== Material for the task ==

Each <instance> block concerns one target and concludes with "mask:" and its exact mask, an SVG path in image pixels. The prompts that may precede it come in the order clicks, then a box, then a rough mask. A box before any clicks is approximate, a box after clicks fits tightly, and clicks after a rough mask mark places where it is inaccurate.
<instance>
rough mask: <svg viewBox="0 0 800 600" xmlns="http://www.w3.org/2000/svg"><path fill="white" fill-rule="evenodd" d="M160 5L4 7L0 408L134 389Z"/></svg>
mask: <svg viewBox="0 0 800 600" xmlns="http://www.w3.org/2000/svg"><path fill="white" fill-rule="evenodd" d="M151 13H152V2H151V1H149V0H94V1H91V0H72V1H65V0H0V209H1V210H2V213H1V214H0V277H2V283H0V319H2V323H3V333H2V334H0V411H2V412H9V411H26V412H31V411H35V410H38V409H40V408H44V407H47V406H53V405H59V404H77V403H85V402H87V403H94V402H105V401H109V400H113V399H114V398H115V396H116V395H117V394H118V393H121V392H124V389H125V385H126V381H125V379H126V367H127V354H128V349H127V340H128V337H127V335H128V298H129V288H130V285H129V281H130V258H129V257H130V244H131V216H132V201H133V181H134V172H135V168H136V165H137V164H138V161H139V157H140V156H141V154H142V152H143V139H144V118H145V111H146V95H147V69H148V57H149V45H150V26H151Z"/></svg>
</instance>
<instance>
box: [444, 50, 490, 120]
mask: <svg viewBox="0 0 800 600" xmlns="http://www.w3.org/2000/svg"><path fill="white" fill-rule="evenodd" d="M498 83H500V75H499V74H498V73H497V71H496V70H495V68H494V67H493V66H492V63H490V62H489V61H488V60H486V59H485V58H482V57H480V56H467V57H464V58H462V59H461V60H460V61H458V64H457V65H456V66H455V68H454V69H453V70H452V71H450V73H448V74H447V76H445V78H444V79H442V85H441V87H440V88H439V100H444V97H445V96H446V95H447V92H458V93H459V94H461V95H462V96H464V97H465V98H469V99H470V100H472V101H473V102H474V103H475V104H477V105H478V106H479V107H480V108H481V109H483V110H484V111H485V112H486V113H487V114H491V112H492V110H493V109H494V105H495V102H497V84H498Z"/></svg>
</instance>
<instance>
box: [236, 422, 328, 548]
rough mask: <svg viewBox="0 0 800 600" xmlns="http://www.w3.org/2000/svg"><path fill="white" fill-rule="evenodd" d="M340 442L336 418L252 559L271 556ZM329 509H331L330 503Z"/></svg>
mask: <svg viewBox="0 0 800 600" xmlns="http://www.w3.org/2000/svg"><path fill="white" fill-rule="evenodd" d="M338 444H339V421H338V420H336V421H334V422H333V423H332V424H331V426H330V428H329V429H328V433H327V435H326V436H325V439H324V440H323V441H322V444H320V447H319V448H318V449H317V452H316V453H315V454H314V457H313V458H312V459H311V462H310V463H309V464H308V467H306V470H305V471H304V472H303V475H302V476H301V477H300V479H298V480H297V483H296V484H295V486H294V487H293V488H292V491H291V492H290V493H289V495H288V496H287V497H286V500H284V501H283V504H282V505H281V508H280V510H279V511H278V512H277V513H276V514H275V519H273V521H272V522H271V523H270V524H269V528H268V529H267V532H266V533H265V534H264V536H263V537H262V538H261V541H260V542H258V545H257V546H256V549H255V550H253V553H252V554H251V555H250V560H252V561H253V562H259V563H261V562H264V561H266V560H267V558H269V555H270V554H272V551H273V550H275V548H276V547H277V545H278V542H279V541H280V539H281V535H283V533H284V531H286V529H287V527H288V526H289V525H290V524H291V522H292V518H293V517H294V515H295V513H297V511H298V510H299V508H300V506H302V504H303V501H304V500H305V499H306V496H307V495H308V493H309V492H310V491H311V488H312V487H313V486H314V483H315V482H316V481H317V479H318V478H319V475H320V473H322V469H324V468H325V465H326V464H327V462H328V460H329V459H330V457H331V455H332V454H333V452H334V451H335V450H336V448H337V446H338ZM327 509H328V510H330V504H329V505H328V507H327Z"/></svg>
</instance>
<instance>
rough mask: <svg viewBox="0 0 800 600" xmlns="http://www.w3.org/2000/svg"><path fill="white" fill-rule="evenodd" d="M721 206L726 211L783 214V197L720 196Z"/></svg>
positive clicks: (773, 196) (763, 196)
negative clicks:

===

Problem requirements: Pull out each line above that contains the string "clicks". Case counts.

Solution to this task:
Each <instance> block concerns one target and concludes with "mask:" and its exact mask, an SVG path in image pixels. The prompts that may precede it come in the order clicks, then a box, then a rough mask. A box before any clicks is approximate, a box after clicks fits tightly, and clicks after a rough mask mark places where it is inaccurate.
positive clicks: (773, 196) (763, 196)
negative clicks:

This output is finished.